» **PROBLEMS AND TASKS**
a) Reproduce the passage of the wedding blog post between "Neither Jeff nor" and "of the pieces.", inclusive.
b) Resume the wedding blog post from the point where it stops.

But in the end, everything worked out – people came, surrounded us with their love as we exchanged vows, they enjoyed their dinner, and they danced – danced!­ – the night away. And they took some crazy fun pictures at our photobooth (props lovingly supplied by one of Jeff’s friends). So take a deep breath, and go have some fun!!!!


Tuesday, August 10, 2010

Real Weddings: Mariko and Jeff Part I

I'm so excited to share with you this week Mariko and Jeff's wedding!  They got married back in April at Irvine Nature Center and I'm so grateful to them for writing up this guest post so I can y'know, save the world and ignore the wedding.  It's pretty photo heavy, all thanks to Studio Mathewes, and totally worth any load delays.)
Part I: The Ceremony
Planning a wedding, we tend to focus so much energy and attention on the venue, the food, the guest list, the flowers, the dress – and not nearly as much on the ceremony itself.  I sometimes felt guilty for not spending more time thinking about the fact that we were going to be married, and not just celebrating with our family and friends.  Part of my hesitation in thinking about the ceremony came from the fact that we had no idea where to start.
 (Editor's note: This is where our ceremony will be too. Lucky much?)
Neither Jeff nor I are religious, and we didn’t want a religious ceremony. But what did a non-religious ceremony look like?  Sometimes it seemed impossibly daunting to construct a meaningful wedding ceremony practically from scratch – but in the end, things worked out really well.  We had Jeff’s father get ordained on the internet to officiate. We passed around our wedding rings for a ring warming (“a what?” people asked.). We didn’t have a procession. Jeff’s father said a few words about us, which included making fun of Jeff’s love of tofu and my board game negotiation tactics. We chose readings that spoke to us. Jeff's cousins played music for us, and his grandfather composed one of the pieces.

What we ended up with was short, funny, and very much representative of who we are. I’m glad that we chose to keep fighting some battles until we were satisfied. I was really uncomfortable with anything where the bride was featured more prominently than the groom, and I didn’t want people to stand up for only me during the procession – so we didn’t process (Jeff was okay with that). We couldn’t find readings we loved and I was ready to settle for “good enough,” but Jeff kept looking and found a wonderful one. I’m Japanese, but we didn’t incorporate any Japanese wedding traditions, because we couldn’t find any that were truly meaningful to us. Jeff is half Jewish, and we did have him step on a wine glass (or a lightbulb masquerading as a wine glass), because it was a tradition we both knew and liked.
I imagine that much of our lives will be spent figuring out what is important to us as we continue to grow and evolve as a family. Writing the ceremony together with Jeff, with some input from our parents, was an unexpectedly appropriate way to take our first step as a family. I’m sure we’ll sometimes want to just settle for “good enough” when we shouldn’t. I’m sure that we will come up with compromises that make sense to us, even if they defy traditions and expectations.  And I can now say that we have successfully navigated both of these situations, and more.  That’s not to say everything from here on out will be easy – but I feel better prepared.

» **RAW DATA**

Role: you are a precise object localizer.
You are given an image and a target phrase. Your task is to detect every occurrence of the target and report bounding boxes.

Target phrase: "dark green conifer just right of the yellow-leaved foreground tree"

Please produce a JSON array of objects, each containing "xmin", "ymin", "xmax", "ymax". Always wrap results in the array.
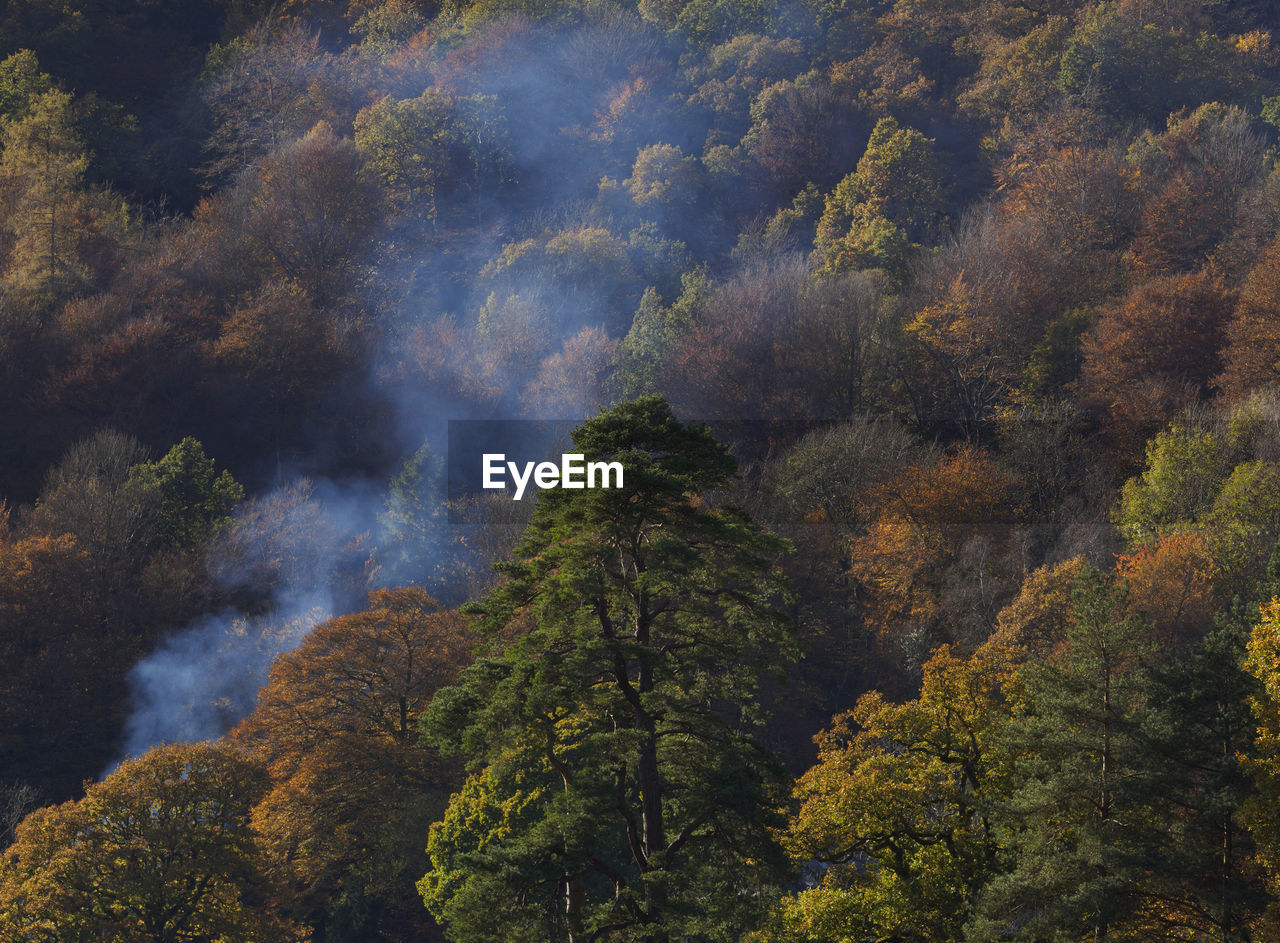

» **ANSWERS TO THIS EXERCISE**
a)
Neither Jeff nor I are religious, and we didn’t want a religious ceremony. But what did a non-religious ceremony look like?  Sometimes it seemed impossibly daunting to construct a meaningful wedding ceremony practically from scratch – but in the end, things worked out really well.  We had Jeff’s father get ordained on the internet to officiate. We passed around our wedding rings for a ring warming (“a what?” people asked.). We didn’t have a procession. Jeff’s father said a few words about us, which included making fun of Jeff’s love of tofu and my board game negotiation tactics. We chose readings that spoke to us. Jeff's cousins played music for us, and his grandfather composed one of the pieces.

b)
If you are interested, here are the readings we used:
Chief Justice Margaret H. Marshall, from Goodridge vs. Department of Health
Marriage is a vital social institution. The exclusive commitment of two individuals to each other nurtures love and mutual support; it brings stability to our society. For those who choose to marry, and for their children, marriage provides an abundance of legal, financial, and social benefits. In return it imposes weighty legal, financial, and social obligations…Without question, civil marriages enhances the “welfare of the community.” It is a “social institution of the highest importance.” It is central to the way the Commonwealth identifies individuals, provides for the orderly distribution of property, ensures that children and adults are cared for and supported whenever possible from private rather than public funds, and tracks important epidemiological and demographic data…Marriage also bestows enormous private and social advantages on those who choose to marry. Civil marriage is at once a deeply personal commitment to another human being and a highly public celebration of the ideals of mutuality, companionship, intimacy, fidelity, and family…Because it fulfills yearnings for security, safe haven, and connection that express our common humanity, civil marriage is an esteemed institution, and the decision whether and whom to marry is among life’s momentous acts of self-definition.
 
“Love,” by Shuntaro Tanikawa
(My mother read this in Japanese, and we printed an English translation in our programs.)
Love: easy to say out loud
Love: not hard to spell, either
Love: everybody knows how it feels
Love: to care for somebody so much it hurts
Love: to always want to be by their side
Love: to want them to live forever
Love: it's not just the word, “love”
Love: it's not just a feeling
Love: to always remember the distant past
Love: to believe in an invisible future
Love: to think, over and over again
Love: to live life to the fullest.

(As you can see from my mother's hair, it was a super windy day.)

Douglas Adams, from So Long and Thanks for All the Fish
They looked at each other for a moment.
The moment became a longer moment, and suddenly it was a very long moment, so long one could hardly tell where all the time was coming from.
For Arthur, who could usually contrive to feel self-conscious if left alone for long enough with a Swiss Cheese plant, the moment was one of sustained revelation. He felt on the sudden like a cramped and zoo-born animal who awakes one morning to find the door to his cage hanging quietly open and the savannah stretching grey and pink to the distant rising sun, while all around new sounds are waking.
He wondered what the new sounds were as he gazed at her openly wondering face and her eyes that smiled with a shared surprise.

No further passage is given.